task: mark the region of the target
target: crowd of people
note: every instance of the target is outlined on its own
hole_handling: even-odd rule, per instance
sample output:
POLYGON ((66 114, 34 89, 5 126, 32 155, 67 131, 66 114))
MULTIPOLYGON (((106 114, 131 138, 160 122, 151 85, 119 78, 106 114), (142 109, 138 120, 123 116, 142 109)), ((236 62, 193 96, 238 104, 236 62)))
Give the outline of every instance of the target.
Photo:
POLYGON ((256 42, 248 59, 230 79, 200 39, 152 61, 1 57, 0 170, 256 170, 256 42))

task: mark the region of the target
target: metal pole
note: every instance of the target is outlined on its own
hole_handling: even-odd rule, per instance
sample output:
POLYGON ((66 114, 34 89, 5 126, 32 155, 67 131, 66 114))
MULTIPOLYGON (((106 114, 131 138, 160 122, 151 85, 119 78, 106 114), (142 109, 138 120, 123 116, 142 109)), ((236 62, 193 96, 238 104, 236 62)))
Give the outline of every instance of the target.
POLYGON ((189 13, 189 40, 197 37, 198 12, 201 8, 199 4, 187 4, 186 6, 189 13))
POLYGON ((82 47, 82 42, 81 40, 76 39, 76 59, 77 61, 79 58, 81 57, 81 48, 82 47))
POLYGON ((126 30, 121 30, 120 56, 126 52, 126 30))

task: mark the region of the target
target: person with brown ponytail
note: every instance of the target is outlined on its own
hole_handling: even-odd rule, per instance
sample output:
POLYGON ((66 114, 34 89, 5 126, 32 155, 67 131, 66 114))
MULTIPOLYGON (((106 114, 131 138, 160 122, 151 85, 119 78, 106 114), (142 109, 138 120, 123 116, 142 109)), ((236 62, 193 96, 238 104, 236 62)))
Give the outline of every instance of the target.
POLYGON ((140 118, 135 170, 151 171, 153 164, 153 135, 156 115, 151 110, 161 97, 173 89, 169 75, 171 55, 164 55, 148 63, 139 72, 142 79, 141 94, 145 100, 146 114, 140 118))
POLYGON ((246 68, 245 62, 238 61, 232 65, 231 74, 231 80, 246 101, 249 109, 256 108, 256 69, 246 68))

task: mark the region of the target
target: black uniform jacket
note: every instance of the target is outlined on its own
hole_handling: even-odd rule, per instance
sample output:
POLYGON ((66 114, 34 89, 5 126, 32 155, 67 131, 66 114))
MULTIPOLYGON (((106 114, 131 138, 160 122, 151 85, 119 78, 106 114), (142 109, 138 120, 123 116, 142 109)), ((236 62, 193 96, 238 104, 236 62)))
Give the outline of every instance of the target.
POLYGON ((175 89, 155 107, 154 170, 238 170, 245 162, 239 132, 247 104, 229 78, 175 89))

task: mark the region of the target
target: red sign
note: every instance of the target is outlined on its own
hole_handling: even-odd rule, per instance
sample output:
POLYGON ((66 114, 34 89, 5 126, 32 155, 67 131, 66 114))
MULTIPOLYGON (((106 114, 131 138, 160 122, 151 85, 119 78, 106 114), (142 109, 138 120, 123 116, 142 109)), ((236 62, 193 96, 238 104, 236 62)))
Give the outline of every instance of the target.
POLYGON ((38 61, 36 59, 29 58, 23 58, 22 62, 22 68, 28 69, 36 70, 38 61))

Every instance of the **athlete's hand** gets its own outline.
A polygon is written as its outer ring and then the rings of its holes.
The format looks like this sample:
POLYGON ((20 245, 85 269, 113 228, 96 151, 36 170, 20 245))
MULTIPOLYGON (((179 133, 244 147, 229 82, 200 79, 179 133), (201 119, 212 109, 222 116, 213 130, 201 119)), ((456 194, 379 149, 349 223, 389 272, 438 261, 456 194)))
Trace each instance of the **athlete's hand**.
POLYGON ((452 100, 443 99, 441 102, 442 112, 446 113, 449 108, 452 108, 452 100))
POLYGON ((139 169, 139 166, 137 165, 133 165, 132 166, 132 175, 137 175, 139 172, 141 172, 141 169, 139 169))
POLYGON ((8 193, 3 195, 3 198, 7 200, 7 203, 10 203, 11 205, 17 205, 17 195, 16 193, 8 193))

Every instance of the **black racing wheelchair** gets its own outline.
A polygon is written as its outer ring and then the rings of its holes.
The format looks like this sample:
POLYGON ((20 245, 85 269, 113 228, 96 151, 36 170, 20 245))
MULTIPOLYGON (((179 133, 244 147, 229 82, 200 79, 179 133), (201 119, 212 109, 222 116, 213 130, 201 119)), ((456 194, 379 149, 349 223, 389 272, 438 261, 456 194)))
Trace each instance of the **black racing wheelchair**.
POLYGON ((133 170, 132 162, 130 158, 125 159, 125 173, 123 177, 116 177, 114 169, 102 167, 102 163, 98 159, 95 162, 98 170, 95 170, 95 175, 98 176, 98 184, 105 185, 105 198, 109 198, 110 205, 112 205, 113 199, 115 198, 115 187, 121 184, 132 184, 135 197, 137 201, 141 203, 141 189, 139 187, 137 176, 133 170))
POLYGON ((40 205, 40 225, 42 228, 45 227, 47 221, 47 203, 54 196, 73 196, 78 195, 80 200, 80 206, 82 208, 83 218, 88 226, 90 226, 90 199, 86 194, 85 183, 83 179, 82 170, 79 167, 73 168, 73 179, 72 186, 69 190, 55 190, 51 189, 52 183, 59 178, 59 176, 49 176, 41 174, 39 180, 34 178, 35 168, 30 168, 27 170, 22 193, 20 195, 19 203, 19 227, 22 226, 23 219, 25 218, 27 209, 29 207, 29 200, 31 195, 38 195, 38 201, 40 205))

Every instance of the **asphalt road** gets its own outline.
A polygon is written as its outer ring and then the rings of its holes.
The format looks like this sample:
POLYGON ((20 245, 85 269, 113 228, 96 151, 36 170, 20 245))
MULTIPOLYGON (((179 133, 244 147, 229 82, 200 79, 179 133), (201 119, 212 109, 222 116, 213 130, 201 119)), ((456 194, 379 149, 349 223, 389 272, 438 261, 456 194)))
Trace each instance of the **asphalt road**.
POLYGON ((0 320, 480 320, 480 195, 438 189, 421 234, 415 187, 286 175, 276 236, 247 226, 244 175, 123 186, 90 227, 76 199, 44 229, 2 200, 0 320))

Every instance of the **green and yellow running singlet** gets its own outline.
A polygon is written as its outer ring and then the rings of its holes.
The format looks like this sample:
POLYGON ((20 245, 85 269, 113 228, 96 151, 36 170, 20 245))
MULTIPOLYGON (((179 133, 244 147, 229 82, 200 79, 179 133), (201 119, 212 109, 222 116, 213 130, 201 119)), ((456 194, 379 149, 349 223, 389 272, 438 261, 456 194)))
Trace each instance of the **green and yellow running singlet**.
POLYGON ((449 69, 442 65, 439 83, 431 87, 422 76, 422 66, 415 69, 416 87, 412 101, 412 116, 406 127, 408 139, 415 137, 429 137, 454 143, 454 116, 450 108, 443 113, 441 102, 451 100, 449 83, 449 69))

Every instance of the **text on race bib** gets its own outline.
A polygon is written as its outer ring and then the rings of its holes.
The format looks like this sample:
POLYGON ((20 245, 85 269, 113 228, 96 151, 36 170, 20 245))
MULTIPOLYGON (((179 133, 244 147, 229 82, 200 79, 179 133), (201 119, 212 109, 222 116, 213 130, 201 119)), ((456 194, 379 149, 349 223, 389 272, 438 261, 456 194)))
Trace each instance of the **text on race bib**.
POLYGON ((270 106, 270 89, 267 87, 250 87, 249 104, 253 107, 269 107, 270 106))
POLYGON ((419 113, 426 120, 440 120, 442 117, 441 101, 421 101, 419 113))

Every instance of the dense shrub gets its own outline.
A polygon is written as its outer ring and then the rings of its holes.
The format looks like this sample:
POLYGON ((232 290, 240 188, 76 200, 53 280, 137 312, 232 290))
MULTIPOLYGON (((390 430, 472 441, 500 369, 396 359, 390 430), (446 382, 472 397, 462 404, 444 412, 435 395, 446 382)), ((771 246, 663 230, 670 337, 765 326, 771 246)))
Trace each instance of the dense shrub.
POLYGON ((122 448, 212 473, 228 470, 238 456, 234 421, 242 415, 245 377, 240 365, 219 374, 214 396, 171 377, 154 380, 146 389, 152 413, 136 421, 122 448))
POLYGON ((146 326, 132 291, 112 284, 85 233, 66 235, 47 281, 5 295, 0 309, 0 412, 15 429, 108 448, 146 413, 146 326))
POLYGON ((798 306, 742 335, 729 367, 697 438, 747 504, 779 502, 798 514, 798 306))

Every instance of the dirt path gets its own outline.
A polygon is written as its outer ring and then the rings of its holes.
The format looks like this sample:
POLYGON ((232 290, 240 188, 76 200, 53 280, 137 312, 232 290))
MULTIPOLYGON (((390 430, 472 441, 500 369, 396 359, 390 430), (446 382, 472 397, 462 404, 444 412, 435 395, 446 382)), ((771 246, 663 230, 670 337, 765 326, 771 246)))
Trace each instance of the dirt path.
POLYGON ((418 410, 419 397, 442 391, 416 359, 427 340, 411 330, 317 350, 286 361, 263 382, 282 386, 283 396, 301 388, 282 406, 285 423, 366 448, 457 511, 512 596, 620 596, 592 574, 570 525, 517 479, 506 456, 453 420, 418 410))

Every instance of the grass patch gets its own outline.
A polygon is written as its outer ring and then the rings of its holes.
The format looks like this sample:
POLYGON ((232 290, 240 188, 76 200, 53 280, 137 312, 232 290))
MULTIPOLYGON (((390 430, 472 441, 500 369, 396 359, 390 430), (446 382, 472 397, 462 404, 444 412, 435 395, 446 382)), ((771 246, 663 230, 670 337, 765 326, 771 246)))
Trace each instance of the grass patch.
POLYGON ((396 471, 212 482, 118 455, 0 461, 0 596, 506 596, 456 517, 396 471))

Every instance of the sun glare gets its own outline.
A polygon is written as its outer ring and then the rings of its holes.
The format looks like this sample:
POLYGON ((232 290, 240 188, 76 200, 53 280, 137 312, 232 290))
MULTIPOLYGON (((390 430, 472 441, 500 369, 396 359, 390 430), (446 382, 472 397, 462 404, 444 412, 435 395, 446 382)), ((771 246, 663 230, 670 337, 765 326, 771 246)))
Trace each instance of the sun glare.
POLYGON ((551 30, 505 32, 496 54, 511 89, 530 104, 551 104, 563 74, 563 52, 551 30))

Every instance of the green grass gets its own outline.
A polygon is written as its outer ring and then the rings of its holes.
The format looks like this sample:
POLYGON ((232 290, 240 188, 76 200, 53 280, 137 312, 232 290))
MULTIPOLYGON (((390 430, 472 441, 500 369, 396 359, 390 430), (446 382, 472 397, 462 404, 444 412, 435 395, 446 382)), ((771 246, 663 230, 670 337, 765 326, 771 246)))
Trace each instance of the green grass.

▶ [GOAL]: Pick out each line of the material above that contains the string "shrub" and reproduce every such line in full.

▶ [COMPLETE RESPONSE]:
Every instance of the dense shrub gets its own outline.
Trace each instance of the dense shrub.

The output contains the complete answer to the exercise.